#### Ausgangstext:
Wie dezentrale Teams erfolgreich zusammenarbeiten: Führen aus der Ferne
Für große wie kleine Unternehmen, gerade in der IT-Branche, wird das Führen von dezentralen Teams immer wichtiger. Eine Studie der Unternehmensberatung RW3 CultureWizard [1] unter 30.000 Angestellten zeigt, dass digitales Arbeiten über Standorte und Ländergrenzen hinweg bereits zum Alltag gehört. 87 Prozent des Managements und 50 Prozent der Mitarbeiter multinationaler Konzerne verrichten ihre Arbeit zumindest teilweise virtuell.
Doch virtuelle Zusammenarbeit stellt Mitarbeiter wie Management gleichermaßen vor Herausforderungen, wie die RW3-Studie ebenfalls zeigt: 75 Prozent der Befragten gaben an, dass es schwierig sei, innerhalb virtueller Teams Vertrauen zu entwickeln. 79 Prozent beklagten zu wenig Zeit für den Beziehungsaufbau und 71 Prozent zu wenig Anteilnahme. Bei 33 Prozent lebte die Hälfte der Teammitglieder nicht im eigenen Land, so dass unterschiedliche Zeitzonen die Kommunikation erschwerten. Und 70 Prozent störten sich an kulturellen Unterschieden im Konfliktmanagement, zumal 41 Prozent ihre virtuellen Kollegen noch nie persönlich getroffen hatten.

#### Bereitgestellte Zeilen:
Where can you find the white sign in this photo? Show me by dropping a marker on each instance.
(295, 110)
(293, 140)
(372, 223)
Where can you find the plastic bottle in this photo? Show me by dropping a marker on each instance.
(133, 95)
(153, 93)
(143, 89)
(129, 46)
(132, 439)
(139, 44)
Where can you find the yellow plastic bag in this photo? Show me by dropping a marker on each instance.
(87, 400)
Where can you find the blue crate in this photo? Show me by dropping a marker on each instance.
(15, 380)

#### Ziele:
(a) Übertrage den Satz „75 Prozent der Befragten gaben an, dass es schwierig sei, innerhalb virtueller Teams Vertrauen zu entwickeln.“ aus dem Text über dezentrale Teams ins Englische.
(b) Greif den Text über dezentrale Teams nach seinem letzten Satz auf und schreib ihn weiter.
Die Zeilen stammen aus einer anderen Quelle als der Ausgangstext.

#### Antworten je Aufgabe:
(a) 75 percent of respondents said that it was difficult to build trust within virtual teams.

(b)
Diese Schwierigkeiten bleiben auch Konzernen nicht verborgen. Während etwa Microsoft oder Coca-Cola ihren Mitarbeitern heute die Wahl lassen, wann und wo sie arbeiten wollen und dies PR-trächtig kommunizieren, tat Yahoo im März 2013 das genaue Gegenteil: Unter der Führung von Marissa Mayer schaffte der US-Konzern Homeoffice und Telearbeit vollständig ab. Die Folgen dieser Maßnahme bezeichnet Steffen Hopf, Managing Director von Yahoo Deutschland, als durchweg positiv: „Besonders die Teamarbeit profitiert davon: Entscheidungen können so schneller getroffen werden, die Qualität der Arbeit wird gesteigert.“
Und auch bei Coca-Cola sind die Mitarbeiter längst nicht so frei, wie es auf den ersten Blick den Anschein hat. So stellt die Personaldirektorin von Coca-Cola Deutschland, Nadine Ziese, fest: „Nicht für jeden ist die Arbeit von zu Hause das Richtige. Zur Arbeit in einem Unternehmen gehört zum Beispiel auch der persönliche Austausch untereinander. Man muss von Fall zu Fall entscheiden, ob eine Aufgabe zu Hause erledigt werden kann oder ob Absprachen die Anwesenheit im Büro erfordern.“ Eine von der Universität Bamberg zusammen mit der Stellenbörse Monster herausgegebene Studie bestätigt das: Von 7.040 Teilnehmenden haben 44 Prozent der Befragten im Home Office weniger soziale Kontakte zu Kollegen und laufen dadurch Gefahr, von der informellen Kommunikation abgeschnitten zu werden. Und 24 Prozent befürchten gar verringerte Karrierechancen. Funktioniert also digitale Zusammenarbeit am Ende gar nicht?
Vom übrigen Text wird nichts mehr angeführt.